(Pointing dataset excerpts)
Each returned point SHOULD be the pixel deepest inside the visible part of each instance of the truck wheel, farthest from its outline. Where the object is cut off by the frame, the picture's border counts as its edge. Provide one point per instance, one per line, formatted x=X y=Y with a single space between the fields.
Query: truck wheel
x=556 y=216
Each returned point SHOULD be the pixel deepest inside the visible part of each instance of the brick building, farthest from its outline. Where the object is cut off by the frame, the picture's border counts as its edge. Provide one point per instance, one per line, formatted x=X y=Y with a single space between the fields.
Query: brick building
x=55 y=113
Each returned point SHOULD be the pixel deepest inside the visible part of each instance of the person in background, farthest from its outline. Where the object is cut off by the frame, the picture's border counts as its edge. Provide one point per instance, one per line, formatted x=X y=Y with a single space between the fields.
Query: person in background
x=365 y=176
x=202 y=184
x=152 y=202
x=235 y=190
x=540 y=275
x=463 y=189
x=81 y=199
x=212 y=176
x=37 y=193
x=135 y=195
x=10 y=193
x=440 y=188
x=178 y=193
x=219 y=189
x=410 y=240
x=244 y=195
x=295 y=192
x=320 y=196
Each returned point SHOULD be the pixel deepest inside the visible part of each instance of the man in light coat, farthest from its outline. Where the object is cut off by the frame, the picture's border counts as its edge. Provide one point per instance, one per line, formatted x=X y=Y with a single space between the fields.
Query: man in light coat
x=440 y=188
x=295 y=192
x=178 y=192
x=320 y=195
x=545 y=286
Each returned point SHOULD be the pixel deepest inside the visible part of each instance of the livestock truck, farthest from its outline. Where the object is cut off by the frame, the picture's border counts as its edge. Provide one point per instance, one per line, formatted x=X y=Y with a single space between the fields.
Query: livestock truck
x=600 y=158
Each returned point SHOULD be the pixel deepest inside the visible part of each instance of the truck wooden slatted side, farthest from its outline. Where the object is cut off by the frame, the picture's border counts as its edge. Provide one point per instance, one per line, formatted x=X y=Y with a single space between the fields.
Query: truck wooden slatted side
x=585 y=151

==

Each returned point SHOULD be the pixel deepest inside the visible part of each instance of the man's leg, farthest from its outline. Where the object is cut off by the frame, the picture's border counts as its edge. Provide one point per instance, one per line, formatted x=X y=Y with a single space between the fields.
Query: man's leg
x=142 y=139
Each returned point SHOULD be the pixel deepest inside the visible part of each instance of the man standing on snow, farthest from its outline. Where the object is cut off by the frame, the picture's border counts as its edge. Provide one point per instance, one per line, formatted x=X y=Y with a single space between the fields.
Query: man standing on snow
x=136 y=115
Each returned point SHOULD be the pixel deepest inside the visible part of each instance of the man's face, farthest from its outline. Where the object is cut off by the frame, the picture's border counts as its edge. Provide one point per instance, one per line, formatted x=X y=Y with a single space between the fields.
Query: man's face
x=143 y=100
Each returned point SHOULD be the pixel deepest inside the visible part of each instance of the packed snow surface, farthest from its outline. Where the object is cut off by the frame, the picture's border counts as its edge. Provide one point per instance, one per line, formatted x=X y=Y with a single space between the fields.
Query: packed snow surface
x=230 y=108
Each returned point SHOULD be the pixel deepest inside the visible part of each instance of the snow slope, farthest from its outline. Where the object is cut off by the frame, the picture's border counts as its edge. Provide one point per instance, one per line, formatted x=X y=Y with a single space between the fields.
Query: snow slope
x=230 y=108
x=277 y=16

• WHAT IS ASKED: Update everything from the line containing "the truck wooden" down to the line containing "x=585 y=151" by putting "paneled" wherever "slatted" appears. Leave the rest of those lines unchanged.

• SOLUTION FOR THIS PROBLEM:
Each returned point SHOULD be the pixel deepest inside the visible part of each instance of the truck wooden paneled side, farthest from its outline. Where the object is cut off by the frame, the picture's border counts as its edge. Provide one point per instance, one per line, formatted x=X y=Y with a single space between the fields.
Query: truck wooden paneled side
x=585 y=151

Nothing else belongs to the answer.